Esercizi da svolgere:
A) Secondo l'estratto, perché il Presidente giudica utile la discussione appena chiusa? Rispondi in una o due frasi.
B) Rispondi alle domande seguenti basandoti sull'estratto, una risposta per riga.
(i) Di quale data è il processo verbale che si intende approvato?
(ii) Quali Consiglieri hanno chiesto congedo?
(iii) Che cosa cerca in tutti i modi di essere il Presidente del Consiglio?
C) Trascrivi alla lettera il passo dell'estratto compreso tra "Non abbiamo mai" e "questioni come queste.", estremi inclusi.

Estratto del documento:

------------------------------------------------------------

Non abbiamo mai parlato dell'autonomia delle idee e dell'autonomia del contributo, parliamo invece di una questione molto concreta quotidianamente verificabile, è quella dei comportamenti, della lealtà della governabilità. Se così ci comporteremo avremo difficoltà sui problemi, ma non dovremo più ritornare su questioni come queste.



PRESIDENTE

Possiamo ritenere chiusa la discussione.
Ringrazio tutti i colleghi che, sono intervenuti, sia quelli dell'opposizione e sia quelli della maggioranza. Questa discussione è stata utile perché da tutti gli oratori è venuta l'esigenza della correttezza.
Qualsiasi istituzione ha dei momenti di tensione. Vorrei fare una affermazione: il Presidente del Consiglio cerca in tutti i modi di essere il Presidente di tutti e non solo di una parte. La mia lunga esperienza di vita, non solo politica, ma anche in altri settori, ha dato ormai una figura di uomo non parziale che se qualche volta ha sbagliato lo ha fatto in buona fede.
Dopo questi chiarimenti credo si possa dare inizio ai lavori.


Argomento:

Approvazione verbale precedente seduta


PRESIDENTE

In merito al punto primo all'ordine del giorno "Approvazione verbale precedente seduta", se non vi sono osservazioni il processo verbale del 7 ottobre 1982 si intende approvato.


Argomento:

Comunicazioni del Presidente del Consiglio regionale


PRESIDENTE


Argomento:

Comunicazioni del Presidente del Consiglio regionale

Argomento:

a) Congedi


PRESIDENTE

Punto secondo all'ordine del giorno "Comunicazioni del Presidente del Consiglio regionale". Rendo noto che hanno chiesto congedo i Consiglieri: Astengo, Carazzoni, Majorino, Ratti, Salerno.

------------------------------------------------------------

Dati archiviati:
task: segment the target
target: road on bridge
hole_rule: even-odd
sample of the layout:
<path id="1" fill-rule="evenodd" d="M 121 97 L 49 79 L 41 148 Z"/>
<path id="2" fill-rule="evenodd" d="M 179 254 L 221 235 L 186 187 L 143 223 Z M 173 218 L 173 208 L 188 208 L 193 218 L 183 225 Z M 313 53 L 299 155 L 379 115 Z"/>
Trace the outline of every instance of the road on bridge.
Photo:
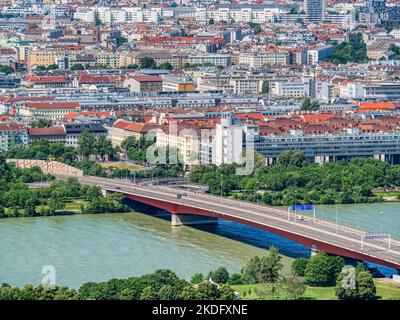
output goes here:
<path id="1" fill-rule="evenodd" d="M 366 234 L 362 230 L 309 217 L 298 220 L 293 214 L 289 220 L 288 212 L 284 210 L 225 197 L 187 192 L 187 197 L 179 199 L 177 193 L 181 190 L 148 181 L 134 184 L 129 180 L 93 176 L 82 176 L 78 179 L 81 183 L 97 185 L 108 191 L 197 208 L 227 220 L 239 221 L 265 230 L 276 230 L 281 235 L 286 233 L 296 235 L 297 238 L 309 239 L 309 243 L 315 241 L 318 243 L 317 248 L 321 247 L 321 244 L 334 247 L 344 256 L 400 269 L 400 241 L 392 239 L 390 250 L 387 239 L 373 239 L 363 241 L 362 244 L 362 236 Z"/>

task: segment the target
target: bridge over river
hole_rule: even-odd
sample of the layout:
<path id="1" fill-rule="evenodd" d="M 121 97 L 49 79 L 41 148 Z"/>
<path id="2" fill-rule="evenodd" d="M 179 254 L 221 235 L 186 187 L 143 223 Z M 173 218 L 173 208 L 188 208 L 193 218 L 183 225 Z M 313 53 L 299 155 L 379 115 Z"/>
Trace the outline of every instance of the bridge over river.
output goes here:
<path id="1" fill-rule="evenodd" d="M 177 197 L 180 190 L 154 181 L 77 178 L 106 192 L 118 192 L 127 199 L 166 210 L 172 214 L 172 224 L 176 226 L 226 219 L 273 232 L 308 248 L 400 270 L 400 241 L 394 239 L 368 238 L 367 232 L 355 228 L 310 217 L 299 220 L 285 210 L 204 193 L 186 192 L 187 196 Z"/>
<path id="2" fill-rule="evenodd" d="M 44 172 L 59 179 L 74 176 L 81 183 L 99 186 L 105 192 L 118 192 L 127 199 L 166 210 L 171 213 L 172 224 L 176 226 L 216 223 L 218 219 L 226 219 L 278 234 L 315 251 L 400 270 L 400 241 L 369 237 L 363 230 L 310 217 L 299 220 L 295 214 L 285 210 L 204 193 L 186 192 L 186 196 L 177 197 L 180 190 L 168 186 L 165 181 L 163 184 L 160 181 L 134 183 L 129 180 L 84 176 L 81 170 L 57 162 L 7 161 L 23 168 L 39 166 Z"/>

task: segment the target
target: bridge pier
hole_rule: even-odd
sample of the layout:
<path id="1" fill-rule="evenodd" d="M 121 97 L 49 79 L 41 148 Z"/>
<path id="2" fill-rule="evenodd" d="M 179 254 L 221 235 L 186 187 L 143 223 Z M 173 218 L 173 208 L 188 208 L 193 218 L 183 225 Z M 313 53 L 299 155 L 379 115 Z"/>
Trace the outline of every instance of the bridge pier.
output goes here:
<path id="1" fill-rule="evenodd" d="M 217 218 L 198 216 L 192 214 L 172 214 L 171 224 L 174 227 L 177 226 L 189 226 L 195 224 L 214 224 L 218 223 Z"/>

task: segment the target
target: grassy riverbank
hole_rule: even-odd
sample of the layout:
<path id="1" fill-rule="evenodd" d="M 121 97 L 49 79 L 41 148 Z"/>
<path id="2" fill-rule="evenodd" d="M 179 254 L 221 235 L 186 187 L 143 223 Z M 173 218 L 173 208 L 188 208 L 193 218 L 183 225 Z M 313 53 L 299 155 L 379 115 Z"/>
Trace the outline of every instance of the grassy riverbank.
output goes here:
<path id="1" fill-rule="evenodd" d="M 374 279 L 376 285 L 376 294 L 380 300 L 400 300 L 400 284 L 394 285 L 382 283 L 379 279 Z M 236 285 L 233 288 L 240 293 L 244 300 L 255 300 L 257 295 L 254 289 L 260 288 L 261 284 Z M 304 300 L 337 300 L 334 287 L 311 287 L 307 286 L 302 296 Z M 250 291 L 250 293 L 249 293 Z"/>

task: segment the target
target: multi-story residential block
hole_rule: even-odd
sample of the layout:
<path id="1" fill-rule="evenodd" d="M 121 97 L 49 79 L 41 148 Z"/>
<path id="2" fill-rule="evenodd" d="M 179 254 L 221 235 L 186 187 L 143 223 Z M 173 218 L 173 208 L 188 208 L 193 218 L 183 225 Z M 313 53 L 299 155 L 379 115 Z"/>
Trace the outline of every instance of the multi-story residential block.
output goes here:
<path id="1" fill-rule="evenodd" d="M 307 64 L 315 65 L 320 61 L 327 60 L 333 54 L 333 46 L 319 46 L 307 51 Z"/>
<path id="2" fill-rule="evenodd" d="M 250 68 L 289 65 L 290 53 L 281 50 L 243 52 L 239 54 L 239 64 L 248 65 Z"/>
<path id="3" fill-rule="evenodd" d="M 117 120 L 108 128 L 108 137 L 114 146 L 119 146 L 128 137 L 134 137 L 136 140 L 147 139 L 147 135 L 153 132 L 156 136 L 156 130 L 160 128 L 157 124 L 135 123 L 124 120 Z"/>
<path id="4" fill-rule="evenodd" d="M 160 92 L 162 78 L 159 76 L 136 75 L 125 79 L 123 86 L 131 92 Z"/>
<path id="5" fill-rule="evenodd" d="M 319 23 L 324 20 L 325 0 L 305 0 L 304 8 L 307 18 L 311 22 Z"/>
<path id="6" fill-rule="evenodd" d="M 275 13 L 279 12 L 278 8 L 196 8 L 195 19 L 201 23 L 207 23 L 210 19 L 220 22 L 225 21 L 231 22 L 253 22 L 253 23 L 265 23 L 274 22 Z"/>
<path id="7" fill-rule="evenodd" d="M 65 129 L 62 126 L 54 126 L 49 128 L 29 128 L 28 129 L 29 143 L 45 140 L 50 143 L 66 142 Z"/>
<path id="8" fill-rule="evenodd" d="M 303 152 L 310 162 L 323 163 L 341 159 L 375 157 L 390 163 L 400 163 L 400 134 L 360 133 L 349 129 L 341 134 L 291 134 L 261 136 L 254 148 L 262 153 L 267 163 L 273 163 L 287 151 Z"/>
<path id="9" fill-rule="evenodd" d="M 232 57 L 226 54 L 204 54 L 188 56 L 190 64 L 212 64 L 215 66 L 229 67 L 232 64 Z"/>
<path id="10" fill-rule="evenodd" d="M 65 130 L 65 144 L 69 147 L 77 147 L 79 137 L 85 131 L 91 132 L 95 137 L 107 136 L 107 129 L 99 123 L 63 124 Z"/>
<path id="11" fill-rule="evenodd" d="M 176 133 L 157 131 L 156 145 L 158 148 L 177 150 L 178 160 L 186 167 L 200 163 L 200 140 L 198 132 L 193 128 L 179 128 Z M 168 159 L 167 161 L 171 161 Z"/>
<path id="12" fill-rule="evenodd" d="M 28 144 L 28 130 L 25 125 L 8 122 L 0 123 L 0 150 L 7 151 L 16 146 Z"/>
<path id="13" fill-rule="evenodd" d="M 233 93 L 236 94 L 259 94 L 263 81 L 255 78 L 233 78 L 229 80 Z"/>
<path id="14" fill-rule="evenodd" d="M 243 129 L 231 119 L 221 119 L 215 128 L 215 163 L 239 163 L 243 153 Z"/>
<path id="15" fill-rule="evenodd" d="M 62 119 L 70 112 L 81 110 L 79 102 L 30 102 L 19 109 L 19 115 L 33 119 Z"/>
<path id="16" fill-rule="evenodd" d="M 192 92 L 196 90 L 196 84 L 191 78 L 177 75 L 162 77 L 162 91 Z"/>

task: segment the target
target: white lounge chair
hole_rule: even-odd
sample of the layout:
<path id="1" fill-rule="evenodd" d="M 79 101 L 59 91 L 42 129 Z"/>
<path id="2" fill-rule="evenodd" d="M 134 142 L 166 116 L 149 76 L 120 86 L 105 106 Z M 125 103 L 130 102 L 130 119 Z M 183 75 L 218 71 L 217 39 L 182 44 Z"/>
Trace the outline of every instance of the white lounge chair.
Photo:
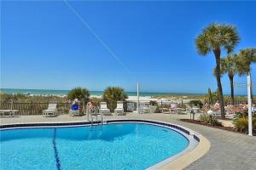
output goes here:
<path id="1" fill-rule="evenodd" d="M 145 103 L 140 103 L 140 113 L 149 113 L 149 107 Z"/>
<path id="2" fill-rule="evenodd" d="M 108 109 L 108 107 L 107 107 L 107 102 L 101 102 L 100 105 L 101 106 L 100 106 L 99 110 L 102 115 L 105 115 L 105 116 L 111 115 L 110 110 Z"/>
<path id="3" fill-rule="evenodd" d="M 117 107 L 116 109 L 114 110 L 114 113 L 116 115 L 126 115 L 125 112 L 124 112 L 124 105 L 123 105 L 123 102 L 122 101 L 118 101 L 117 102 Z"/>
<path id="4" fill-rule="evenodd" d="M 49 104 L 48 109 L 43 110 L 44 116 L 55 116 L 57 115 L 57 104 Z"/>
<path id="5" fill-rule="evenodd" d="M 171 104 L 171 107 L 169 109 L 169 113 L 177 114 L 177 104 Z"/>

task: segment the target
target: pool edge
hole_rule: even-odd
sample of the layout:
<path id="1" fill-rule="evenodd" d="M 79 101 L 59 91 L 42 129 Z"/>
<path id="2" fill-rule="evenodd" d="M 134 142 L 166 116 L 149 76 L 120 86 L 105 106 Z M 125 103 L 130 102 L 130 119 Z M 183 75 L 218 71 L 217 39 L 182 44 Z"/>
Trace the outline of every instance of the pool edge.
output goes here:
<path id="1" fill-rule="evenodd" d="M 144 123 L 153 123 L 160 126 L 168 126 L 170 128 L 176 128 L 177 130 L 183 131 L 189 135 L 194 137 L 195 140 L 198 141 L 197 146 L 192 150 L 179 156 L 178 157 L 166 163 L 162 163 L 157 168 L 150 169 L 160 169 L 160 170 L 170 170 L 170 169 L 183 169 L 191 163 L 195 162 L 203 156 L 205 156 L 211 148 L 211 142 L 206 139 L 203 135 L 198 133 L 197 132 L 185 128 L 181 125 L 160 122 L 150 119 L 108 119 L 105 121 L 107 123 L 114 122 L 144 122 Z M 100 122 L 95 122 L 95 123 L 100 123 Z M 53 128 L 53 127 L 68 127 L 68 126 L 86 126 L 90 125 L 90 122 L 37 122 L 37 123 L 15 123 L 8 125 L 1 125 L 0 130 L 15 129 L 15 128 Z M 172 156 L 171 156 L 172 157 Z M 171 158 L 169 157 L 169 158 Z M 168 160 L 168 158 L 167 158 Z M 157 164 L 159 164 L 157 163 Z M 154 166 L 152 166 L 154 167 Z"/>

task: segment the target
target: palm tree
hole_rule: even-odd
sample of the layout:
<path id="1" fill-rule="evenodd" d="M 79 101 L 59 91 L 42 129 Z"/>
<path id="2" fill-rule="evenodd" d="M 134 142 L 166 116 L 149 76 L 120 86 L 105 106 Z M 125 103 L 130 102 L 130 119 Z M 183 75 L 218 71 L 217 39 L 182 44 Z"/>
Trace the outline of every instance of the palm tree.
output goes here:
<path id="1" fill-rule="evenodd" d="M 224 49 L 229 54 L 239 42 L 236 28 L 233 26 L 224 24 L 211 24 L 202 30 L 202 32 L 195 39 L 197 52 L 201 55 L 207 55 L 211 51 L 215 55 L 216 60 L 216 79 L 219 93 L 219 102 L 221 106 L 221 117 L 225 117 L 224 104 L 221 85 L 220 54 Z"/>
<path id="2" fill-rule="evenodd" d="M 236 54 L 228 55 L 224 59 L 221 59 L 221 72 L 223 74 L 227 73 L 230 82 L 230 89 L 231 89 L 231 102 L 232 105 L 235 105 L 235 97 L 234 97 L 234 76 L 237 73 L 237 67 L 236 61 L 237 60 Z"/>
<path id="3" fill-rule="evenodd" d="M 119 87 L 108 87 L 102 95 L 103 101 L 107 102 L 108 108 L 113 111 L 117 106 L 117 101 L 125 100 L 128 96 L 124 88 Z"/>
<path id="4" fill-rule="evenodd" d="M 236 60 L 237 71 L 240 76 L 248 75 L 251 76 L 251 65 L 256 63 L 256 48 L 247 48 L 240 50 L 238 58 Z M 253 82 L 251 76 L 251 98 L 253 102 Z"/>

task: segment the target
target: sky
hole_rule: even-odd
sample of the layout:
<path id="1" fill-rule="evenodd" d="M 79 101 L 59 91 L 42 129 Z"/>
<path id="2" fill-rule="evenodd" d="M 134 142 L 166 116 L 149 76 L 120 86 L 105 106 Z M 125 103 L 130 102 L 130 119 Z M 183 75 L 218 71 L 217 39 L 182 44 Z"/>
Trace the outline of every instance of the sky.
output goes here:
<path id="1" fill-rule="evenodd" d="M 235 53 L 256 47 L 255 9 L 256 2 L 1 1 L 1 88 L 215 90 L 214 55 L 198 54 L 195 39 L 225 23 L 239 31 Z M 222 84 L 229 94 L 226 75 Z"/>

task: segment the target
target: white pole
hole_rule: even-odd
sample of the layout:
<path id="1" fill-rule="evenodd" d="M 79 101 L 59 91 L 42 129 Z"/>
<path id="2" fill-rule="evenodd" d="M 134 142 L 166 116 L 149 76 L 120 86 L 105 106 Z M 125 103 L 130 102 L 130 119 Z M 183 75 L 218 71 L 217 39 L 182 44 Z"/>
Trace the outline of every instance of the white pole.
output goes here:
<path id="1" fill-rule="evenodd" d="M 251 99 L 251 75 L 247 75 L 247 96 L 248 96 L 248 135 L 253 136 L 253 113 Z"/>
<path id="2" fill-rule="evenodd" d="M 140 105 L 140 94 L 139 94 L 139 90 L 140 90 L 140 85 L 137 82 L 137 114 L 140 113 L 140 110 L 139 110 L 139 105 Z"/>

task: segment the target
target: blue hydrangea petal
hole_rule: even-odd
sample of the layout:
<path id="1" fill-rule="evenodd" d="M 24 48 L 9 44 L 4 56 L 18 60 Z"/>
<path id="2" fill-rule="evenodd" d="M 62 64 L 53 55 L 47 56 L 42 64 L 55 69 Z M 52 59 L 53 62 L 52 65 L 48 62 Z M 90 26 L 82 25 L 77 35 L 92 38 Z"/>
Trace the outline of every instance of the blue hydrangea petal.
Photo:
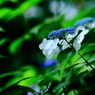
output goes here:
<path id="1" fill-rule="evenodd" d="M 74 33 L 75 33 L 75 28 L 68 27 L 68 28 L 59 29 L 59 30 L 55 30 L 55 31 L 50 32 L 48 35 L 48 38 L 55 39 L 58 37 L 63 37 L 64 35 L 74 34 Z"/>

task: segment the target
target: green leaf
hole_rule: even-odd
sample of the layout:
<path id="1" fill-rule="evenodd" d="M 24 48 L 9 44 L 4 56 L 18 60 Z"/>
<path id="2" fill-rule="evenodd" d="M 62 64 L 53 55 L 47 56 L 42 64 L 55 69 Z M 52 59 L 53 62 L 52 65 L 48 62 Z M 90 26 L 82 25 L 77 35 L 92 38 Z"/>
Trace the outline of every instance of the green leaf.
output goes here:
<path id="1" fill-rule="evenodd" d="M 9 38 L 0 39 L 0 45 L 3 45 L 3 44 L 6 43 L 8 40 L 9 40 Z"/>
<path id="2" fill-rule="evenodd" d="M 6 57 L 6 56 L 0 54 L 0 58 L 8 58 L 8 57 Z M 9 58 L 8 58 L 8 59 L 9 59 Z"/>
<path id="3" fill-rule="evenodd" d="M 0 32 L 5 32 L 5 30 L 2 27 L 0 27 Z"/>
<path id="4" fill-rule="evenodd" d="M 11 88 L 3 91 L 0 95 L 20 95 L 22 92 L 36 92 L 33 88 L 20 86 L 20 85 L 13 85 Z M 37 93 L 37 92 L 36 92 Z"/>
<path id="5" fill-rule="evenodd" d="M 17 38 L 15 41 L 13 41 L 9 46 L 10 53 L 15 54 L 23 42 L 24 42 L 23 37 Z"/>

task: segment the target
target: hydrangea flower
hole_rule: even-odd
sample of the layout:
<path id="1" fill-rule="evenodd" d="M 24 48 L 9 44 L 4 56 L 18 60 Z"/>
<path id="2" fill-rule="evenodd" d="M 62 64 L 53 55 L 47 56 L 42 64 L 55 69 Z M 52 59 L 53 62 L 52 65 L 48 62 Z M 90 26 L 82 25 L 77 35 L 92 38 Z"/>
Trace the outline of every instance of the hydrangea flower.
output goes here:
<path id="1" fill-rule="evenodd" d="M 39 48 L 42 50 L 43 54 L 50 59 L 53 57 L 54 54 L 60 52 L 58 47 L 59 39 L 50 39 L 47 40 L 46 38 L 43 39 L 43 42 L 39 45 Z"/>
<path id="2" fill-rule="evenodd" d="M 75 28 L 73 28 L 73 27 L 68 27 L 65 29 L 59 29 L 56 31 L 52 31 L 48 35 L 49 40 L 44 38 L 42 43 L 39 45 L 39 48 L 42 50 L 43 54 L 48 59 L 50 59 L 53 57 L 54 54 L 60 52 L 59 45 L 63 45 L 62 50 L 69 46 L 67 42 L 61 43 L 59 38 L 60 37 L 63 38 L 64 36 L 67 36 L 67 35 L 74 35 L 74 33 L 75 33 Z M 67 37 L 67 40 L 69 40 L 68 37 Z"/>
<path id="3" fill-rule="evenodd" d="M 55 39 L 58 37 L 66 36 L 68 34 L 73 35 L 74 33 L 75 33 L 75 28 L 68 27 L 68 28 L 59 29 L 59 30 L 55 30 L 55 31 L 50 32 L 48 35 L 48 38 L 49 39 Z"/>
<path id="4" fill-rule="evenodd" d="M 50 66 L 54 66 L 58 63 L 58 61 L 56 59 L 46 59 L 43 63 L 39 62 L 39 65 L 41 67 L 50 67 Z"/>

------------------------------------------------------------

Soluzioni per esercizio:
A) Il Presidente la giudica utile perché tutti gli oratori, sia dell'opposizione sia della maggioranza, hanno espresso l'esigenza della correttezza.

B)
(i) Del 7 ottobre 1982.
(ii) Astengo, Carazzoni, Majorino, Ratti e Salerno.
(iii) Il Presidente di tutti e non solo di una parte.

C)
Non abbiamo mai parlato dell'autonomia delle idee e dell'autonomia del contributo, parliamo invece di una questione molto concreta quotidianamente verificabile, è quella dei comportamenti, della lealtà della governabilità. Se così ci comporteremo avremo difficoltà sui problemi, ma non dovremo più ritornare su questioni come queste.